EXERCISE = Return the following lines word for word, starting at the line that contains "Task: pin the dark tile" and ending after the line that contains "point(475, 125)".

INFORMATION SUPPLIED =
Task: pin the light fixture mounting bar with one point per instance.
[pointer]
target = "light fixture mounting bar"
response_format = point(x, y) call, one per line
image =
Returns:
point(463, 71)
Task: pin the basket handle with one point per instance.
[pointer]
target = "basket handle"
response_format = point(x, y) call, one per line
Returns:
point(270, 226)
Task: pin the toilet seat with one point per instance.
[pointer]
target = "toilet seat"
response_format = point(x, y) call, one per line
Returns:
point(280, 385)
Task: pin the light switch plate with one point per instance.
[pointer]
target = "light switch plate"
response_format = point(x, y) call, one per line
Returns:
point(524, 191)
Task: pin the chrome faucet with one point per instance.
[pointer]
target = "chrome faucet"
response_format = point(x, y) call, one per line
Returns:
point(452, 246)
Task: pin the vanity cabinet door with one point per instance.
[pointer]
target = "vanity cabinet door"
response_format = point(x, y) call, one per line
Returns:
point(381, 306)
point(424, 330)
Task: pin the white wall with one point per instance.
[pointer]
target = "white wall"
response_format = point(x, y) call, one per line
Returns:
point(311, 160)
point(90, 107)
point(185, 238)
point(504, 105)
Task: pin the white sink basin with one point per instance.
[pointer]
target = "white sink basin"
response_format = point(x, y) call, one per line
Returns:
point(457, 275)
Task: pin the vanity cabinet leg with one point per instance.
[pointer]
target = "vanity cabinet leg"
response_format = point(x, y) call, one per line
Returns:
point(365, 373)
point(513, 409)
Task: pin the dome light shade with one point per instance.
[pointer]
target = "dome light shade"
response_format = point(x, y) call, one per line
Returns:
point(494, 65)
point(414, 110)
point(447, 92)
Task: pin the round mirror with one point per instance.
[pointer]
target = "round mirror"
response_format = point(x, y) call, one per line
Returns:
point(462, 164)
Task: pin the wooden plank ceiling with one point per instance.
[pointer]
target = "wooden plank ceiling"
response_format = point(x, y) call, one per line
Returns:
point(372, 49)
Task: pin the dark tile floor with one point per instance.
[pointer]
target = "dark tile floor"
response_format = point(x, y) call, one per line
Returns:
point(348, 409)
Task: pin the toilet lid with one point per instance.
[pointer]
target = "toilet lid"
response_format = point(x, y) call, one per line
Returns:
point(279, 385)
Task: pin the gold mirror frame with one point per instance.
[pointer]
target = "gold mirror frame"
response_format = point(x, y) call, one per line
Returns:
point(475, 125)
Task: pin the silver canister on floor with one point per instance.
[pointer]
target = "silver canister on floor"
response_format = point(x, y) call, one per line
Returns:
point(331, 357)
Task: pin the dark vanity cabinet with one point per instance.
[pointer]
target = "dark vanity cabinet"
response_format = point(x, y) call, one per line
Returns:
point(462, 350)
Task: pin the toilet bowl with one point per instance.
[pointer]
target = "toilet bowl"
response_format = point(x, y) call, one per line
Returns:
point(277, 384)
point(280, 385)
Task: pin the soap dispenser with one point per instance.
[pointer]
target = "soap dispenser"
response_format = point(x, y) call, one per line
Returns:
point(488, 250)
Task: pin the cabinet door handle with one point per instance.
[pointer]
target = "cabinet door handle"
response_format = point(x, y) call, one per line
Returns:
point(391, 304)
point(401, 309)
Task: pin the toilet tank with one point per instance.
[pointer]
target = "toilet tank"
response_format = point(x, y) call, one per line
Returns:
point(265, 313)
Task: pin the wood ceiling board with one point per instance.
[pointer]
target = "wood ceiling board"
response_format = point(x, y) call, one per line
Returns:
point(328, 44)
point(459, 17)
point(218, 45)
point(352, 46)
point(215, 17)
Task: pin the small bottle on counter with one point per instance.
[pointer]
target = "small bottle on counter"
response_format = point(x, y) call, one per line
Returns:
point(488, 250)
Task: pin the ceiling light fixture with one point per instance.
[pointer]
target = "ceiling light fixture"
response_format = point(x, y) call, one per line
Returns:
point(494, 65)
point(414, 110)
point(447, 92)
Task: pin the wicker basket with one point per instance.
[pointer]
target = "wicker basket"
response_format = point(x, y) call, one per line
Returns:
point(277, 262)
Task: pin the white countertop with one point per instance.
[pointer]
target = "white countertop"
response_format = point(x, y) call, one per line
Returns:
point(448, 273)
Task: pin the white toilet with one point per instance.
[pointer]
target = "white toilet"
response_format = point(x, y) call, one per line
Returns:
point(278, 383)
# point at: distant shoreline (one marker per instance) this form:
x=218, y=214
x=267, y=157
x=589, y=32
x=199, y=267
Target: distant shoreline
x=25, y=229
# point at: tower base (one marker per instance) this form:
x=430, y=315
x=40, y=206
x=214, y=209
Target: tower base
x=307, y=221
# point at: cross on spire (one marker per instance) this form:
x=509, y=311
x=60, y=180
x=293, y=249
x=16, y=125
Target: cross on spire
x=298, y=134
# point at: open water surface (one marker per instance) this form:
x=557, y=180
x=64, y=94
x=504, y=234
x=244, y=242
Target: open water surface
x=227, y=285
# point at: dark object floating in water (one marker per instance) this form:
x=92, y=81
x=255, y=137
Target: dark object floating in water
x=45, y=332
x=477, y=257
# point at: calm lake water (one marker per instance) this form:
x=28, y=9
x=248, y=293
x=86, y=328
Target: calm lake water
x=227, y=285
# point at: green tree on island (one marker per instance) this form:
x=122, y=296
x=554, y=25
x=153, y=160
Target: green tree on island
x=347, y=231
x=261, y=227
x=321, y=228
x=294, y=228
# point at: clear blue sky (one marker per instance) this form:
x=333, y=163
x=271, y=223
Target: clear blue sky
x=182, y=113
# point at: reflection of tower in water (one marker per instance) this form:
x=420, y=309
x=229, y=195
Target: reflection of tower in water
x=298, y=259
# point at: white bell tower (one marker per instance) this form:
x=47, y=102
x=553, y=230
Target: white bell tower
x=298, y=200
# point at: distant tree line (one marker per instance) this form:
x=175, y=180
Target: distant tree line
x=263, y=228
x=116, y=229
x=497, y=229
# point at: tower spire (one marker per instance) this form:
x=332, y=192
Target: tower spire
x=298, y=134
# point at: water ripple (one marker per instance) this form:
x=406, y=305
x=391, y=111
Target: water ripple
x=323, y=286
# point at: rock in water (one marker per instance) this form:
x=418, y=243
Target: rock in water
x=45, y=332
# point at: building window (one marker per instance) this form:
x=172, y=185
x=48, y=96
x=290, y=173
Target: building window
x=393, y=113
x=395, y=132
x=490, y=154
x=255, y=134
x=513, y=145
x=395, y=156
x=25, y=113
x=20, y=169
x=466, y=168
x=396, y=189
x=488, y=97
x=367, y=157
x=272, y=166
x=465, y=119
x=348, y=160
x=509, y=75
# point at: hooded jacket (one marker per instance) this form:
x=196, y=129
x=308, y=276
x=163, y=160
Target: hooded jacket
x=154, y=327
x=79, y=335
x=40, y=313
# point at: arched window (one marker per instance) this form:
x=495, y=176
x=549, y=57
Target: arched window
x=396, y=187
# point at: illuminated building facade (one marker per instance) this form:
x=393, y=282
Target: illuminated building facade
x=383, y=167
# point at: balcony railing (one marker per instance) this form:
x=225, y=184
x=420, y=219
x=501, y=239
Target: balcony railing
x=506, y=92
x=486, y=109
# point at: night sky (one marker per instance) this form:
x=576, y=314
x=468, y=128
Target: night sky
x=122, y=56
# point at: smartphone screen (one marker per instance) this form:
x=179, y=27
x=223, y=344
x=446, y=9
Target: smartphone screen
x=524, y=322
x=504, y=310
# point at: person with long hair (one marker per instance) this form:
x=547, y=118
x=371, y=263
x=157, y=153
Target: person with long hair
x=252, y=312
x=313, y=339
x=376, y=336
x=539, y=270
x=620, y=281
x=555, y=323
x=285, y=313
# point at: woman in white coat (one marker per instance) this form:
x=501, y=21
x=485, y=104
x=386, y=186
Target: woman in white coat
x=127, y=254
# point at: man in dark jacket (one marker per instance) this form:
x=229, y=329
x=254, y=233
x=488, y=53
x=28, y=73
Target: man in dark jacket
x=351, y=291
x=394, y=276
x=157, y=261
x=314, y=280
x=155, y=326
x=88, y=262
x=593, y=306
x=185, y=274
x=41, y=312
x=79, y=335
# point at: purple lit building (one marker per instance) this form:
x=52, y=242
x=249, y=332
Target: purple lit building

FINISHED ANSWER =
Task: pin the dark tile floor with one point per instance.
[pointer]
target = "dark tile floor"
response_format = point(x, y) call, one per line
Returns:
point(348, 409)
Task: pin the toilet lid with one point per instance.
[pointer]
target = "toilet lid"
response_format = point(x, y) call, one per line
Returns:
point(279, 385)
Task: pin the gold mirror frame with one point per instance.
[pointer]
target = "gold mirror frame"
response_format = point(x, y) call, one per line
Returns:
point(475, 125)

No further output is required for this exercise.